Copy every one of the items below word for word, leaving each line unchanged.

_ _ _ _

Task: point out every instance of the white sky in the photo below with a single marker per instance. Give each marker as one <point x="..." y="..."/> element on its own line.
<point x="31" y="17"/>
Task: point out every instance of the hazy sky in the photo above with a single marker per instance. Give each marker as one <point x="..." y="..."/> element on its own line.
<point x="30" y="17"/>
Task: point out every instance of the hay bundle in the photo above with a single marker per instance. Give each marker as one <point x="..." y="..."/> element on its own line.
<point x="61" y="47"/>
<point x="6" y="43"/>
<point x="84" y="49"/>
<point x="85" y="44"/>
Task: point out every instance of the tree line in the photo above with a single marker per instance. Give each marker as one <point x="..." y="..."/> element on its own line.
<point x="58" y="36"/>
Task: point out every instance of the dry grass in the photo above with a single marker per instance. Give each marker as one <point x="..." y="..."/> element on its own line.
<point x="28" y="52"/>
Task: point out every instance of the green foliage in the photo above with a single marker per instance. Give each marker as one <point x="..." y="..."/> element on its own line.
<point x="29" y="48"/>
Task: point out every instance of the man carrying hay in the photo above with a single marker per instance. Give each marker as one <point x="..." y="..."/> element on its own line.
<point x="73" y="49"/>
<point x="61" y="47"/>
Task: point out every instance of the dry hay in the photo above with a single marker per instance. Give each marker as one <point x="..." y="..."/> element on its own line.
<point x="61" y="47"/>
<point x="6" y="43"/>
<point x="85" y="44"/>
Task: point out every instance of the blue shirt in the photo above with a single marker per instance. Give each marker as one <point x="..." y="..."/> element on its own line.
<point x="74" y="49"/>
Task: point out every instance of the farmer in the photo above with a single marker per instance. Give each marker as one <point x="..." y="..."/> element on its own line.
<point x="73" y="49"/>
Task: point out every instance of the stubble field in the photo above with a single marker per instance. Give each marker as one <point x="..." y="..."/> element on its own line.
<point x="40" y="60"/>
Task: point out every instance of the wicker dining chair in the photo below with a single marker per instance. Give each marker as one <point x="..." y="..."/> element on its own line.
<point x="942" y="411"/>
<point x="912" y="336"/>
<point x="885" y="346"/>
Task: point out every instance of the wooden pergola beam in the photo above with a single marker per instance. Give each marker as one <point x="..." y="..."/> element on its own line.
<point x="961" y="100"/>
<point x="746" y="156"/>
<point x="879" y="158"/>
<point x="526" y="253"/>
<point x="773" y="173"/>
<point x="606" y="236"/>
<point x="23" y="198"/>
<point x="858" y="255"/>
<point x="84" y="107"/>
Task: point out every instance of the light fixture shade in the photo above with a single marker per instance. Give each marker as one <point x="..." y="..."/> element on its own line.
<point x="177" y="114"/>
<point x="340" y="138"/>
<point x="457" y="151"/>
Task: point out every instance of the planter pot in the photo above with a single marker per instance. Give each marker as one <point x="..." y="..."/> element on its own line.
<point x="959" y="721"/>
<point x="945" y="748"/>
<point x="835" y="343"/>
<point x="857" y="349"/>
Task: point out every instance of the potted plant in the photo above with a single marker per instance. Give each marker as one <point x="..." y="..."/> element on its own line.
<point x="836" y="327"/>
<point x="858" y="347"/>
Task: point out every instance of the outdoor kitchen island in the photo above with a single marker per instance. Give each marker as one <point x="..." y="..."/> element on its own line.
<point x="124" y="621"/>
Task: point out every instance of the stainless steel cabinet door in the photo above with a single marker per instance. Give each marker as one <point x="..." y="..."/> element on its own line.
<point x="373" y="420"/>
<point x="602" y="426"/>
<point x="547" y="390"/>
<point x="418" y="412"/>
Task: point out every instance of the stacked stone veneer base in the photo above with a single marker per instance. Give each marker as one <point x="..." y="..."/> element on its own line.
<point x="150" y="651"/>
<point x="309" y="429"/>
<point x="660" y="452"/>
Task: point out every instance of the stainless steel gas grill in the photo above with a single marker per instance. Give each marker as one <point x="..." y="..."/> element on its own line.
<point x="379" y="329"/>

_ _ _ _

**Worked answer**
Task: point out every instance of the white sky in the photo below with a single marker per instance. Give each marker as one <point x="..." y="..."/> element on its own line.
<point x="31" y="17"/>
Task: point out every instance of the hazy sky in the photo above with a single marker per instance. Give each marker as one <point x="..." y="..."/> element on its own line.
<point x="30" y="17"/>
Task: point out every instance of the hay bundle in the photo above with a single marker per instance. Give each marker as one <point x="..." y="..."/> element on its own line.
<point x="61" y="47"/>
<point x="6" y="43"/>
<point x="84" y="49"/>
<point x="85" y="44"/>
Task: point out every instance of the tree line in the photo above with a single marker per instance. Give each marker as one <point x="..." y="..."/> element on its own line.
<point x="58" y="36"/>
Task: point out every instance of the dry grass in the photo above with a single marker per instance. Give each marker as one <point x="..." y="..."/> element on its own line.
<point x="28" y="52"/>
Task: point out every instance of the green foliage in the photo above with a single marker per instance. Give each marker as one <point x="..." y="..."/> element on its own line.
<point x="29" y="48"/>
Task: point out every instance of the man carrying hay in the photo above with a single marker per instance. Give each marker as one <point x="..." y="..."/> element on its own line.
<point x="73" y="49"/>
<point x="61" y="47"/>
Task: point out every instance of the dry hay in the photo above with a single marker per instance. Give each marker as one <point x="..." y="..."/> element on its own line.
<point x="61" y="47"/>
<point x="6" y="43"/>
<point x="85" y="44"/>
Task: point out every instance of the blue shirt in the photo above with a single marker per instance. Give each marker as one <point x="..." y="..."/> element on its own line.
<point x="74" y="49"/>
Task: point out every instance of the farmer in the photo above with a single marker per instance. Give each marker as one <point x="..." y="..."/> element on its own line.
<point x="73" y="49"/>
Task: point out every instance of the stubble field in the photo above with a single marker per instance. Give each marker as one <point x="..." y="..."/> element on its own line.
<point x="40" y="60"/>
Task: point out every instance of the wicker dining chair in the photo below with a single marker per instance. Give each marker as one <point x="..." y="..."/> element on its own line.
<point x="942" y="411"/>
<point x="912" y="336"/>
<point x="885" y="346"/>
Task: point out every instance of the wooden pergola beam in the photo above with a single marker per instance. Give each marker as one <point x="..." y="..."/> element on its own line.
<point x="961" y="100"/>
<point x="746" y="156"/>
<point x="879" y="158"/>
<point x="526" y="253"/>
<point x="773" y="173"/>
<point x="606" y="236"/>
<point x="23" y="198"/>
<point x="858" y="255"/>
<point x="84" y="107"/>
Task: point out every instance of the light fixture shade in the photo above with a single marker per instance. Give each marker as one <point x="..." y="..."/> element on its own line.
<point x="177" y="114"/>
<point x="340" y="138"/>
<point x="457" y="151"/>
Task: point out every instance of the planter pot in the photo above with a single marker per instance. Give each marker as one <point x="..." y="..."/> element on its own line.
<point x="959" y="721"/>
<point x="945" y="748"/>
<point x="835" y="343"/>
<point x="857" y="349"/>
Task: point out every instance of the potted plant in the photo above with a single marker per instance. Give each marker as one <point x="..." y="..."/> element on its own line.
<point x="836" y="327"/>
<point x="858" y="347"/>
Task: point out every instance of the outdoor kitchen island in the photo above with a single marker per instance. Give each marker as one <point x="..." y="..."/> element on its own line.
<point x="124" y="621"/>
Task: point out every instance of the stainless steel cabinet door in the photo above with a single marker per instance. Give each marker as one <point x="..." y="..."/> element on its own line.
<point x="373" y="420"/>
<point x="602" y="426"/>
<point x="547" y="390"/>
<point x="418" y="412"/>
Task: point out every instance of the stacked stone veneer base in the photo above with a single marker per instance. Give each marker as one <point x="..." y="..."/> element on its own line.
<point x="150" y="651"/>
<point x="309" y="429"/>
<point x="660" y="452"/>
Task: point out every instance of the stainless steel gas grill in the photo above with a single marker per instance. Give each marker as one <point x="..." y="..."/> element on its own line.
<point x="379" y="329"/>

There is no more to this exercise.